◆ What you need to do ◆
- 1) Name each person identified by name in the report on the Amtrak derailment hearing.
- 2) Extend the report on the Amtrak derailment hearing beyond its last sentence.

◆ Document extract ◆
-*-*-

Bostian drove the seven-car train that derailed at the Frankford Curve in Port Richmond. The train had accelerated to 106 mph — more than twice the speed posted — as it approached the curve, according to findings by the National Transportation Safety Board.
The federal investigation concluded that Bostian had no alcohol or drugs in his system and was not using his cellphone at the time of the derailment. Bostian told the NTSB that he did not remember what had happened. The federal agency’s review concluded that he lost “situational awareness,” probably because of radio chatter about a rock hitting a SEPTA train near the curve shortly before the derailment.
Bostian has been on unpaid administrative leave from his Amtrak position since the crash.
Tuesday’s hearing began with what appeared to be bad news for Bostian. The judge denied McMonagle’s motion to dismiss charges, saying the Attorney General’s Office had acted properly in the steps it took to charge Bostian.
What followed resembled an abbreviated trial, in which prosecutor and defense offered arguments on whether there was enough evidence of criminality to warrant a trial.
Deputy Attorney General Christopher Phillips argued that on the day of the crash, Bostian had one responsibility: to maintain a speed that was safe for his 250 passengers. He instead accelerated the train three times as he approached a curve Phillips described as one of the most dangerous on the Northeast Corridor.
“He acted with gross negligence,” Phillips said, explaining to Gehret why Bostian’s behavior was criminal. “He ignored the risks that were involved.”
The prosecutor listed graphic details of the injuries suffered by the people who died. Among his witnesses was Blair Berman, who encountered Bostian just after the derailment.
Berman, tossed from the train and hobbled by her injuries, asked to use his phone. Initially, he refused, but Berman didn’t take no for an answer. “I was very aggressive,” she recalled.
As she called her father, she asked Bostian where they were, and he was specific about the location and the train number, 188. That level of awareness seemed at odds with other recollections. Philadelphia police Detective Joseph Knoll recalled meeting Bostian at Einstein Medical Center and hearing him ask about his whereabouts.
“Are we in New York?” Knoll recalled Bostian saying. “I heard him say that.”

-*-*-

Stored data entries
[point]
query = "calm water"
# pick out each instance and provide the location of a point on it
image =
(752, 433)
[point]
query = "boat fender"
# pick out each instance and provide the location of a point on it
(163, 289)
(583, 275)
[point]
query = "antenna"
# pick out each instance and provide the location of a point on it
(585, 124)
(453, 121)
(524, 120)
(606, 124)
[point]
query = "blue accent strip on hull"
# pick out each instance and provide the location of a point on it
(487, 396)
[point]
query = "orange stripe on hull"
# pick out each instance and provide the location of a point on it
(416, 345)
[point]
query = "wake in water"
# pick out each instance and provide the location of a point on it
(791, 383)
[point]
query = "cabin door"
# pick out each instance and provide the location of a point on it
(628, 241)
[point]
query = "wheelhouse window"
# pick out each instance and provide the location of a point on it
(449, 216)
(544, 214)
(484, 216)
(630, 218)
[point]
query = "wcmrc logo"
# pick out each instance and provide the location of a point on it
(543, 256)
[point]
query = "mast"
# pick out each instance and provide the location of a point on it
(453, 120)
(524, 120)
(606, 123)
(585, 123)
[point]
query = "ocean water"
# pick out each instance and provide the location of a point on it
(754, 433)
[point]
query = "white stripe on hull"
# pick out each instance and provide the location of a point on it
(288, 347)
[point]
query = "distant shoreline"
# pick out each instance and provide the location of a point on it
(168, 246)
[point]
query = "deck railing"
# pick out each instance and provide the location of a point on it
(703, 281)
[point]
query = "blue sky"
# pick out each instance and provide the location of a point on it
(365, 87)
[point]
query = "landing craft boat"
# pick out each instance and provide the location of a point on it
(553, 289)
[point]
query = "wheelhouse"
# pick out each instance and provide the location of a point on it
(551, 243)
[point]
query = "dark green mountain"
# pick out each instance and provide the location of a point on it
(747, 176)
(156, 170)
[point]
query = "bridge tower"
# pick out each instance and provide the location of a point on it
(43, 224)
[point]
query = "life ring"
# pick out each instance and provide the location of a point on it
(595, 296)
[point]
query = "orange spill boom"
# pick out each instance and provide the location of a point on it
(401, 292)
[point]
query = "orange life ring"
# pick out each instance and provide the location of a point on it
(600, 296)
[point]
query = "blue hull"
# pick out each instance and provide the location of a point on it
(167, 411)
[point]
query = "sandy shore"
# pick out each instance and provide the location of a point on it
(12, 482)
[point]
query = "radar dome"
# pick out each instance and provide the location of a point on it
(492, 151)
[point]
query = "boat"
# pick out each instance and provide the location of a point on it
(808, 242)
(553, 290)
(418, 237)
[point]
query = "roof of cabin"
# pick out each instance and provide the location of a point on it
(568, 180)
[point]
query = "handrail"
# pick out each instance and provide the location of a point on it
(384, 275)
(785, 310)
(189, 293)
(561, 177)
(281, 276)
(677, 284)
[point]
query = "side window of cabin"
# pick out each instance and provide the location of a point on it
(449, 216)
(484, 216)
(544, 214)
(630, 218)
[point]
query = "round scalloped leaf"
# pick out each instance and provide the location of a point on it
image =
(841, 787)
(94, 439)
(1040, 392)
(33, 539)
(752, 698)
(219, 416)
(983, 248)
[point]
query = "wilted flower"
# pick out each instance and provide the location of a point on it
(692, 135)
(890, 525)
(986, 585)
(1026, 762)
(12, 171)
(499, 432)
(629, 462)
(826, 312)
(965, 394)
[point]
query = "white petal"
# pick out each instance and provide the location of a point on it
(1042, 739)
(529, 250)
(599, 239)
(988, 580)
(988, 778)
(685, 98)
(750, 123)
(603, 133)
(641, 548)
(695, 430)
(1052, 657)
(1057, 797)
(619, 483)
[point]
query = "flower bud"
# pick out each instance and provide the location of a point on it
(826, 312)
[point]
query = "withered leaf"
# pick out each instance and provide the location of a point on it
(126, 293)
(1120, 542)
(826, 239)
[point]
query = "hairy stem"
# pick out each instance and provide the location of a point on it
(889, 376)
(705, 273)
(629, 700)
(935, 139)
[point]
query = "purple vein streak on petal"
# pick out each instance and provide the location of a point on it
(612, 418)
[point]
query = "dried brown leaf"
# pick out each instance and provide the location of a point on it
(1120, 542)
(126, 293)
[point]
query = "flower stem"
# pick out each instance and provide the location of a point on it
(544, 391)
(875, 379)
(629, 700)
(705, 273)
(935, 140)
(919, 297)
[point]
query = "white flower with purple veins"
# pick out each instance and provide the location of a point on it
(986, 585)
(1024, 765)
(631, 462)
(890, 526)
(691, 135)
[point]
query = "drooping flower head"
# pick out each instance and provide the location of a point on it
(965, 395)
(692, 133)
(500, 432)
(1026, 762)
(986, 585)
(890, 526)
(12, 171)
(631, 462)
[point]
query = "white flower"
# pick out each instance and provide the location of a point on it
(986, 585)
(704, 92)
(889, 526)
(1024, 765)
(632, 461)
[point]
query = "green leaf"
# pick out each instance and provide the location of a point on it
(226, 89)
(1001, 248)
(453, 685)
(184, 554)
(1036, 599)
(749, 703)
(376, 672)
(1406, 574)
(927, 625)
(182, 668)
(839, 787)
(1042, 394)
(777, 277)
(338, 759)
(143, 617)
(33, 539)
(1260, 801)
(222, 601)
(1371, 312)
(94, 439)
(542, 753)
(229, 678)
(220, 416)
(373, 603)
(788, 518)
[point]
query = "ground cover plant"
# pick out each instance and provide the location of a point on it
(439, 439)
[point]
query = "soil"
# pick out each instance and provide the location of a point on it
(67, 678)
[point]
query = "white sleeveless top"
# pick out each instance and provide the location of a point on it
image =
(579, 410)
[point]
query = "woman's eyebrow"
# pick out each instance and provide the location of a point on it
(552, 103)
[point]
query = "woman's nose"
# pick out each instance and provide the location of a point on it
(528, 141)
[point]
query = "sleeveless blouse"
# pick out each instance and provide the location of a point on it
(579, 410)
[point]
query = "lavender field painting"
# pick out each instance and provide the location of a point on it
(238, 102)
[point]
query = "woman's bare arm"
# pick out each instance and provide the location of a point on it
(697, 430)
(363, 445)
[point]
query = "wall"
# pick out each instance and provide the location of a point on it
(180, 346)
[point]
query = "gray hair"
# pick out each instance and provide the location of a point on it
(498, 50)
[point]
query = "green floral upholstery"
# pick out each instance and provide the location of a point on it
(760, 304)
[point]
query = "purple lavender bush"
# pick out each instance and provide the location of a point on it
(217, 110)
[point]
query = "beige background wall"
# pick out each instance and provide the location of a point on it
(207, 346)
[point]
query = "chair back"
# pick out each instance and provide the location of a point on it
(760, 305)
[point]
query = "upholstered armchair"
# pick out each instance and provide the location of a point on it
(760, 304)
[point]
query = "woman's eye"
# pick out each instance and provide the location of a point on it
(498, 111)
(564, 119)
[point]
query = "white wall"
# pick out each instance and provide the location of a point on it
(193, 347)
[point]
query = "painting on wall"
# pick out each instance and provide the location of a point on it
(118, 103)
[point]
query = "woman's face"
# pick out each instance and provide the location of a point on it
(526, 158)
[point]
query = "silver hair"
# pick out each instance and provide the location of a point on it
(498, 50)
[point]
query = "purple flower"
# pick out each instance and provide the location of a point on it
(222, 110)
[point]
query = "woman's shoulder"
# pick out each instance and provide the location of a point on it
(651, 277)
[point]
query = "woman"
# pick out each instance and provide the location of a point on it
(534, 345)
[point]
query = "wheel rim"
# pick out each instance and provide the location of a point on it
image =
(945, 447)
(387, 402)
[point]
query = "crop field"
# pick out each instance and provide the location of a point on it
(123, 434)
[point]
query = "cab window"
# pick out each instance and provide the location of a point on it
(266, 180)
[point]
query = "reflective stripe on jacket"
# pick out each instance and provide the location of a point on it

-*-*-

◆ Task responses ◆
- 1) Bostian, McMonagle, Christopher Phillips, Gehret, Blair Berman, Joseph Knoll

- 2)
McMonagle asked both Berman and Knoll whether they were aware Bostian had sustained a head injury in the crash, and both said they had seen evidence of an injury. Bostian suffered a concussion in the crash.
John Hines, a senior director of compliance and certification with Amtrak and a contributor to the rail company’s crash investigation, described Bostian’s training, including eight weeks of classroom and simulator work, as well as on-the-job training that required him to memorize his route and be familiar with its speed restrictions. The engineer properly obeyed speed regulations through Philadelphia’s tracks until nearing the Frankford Curve, where he accelerated steadily from 80 mph to 106 mph.
Amtrak Police Detective Joseph Degrazia testified that Bostian had safely operated trains through the area where the derailment occurred 25 times in the six weeks before the derailment.
McMonagle, though, pounced on a key detail the prosecution did not raise, that about the time of the derailment, in the same area, a SEPTA train reported being struck by a rock. Bostian had been listening to radio chatter about that incident, Hines said, and passed the damaged SEPTA train in the minutes before the derailment. McMonagle didn’t dispute that Bostian was going dangerously fast as he entered the turn. Instead, he raised an explanation for the disaster that came up a year and a half ago when the NTSB concluded its investigation, that Bostian had become confused as to where he was.
“Speed alone,” he said, “is not enough.”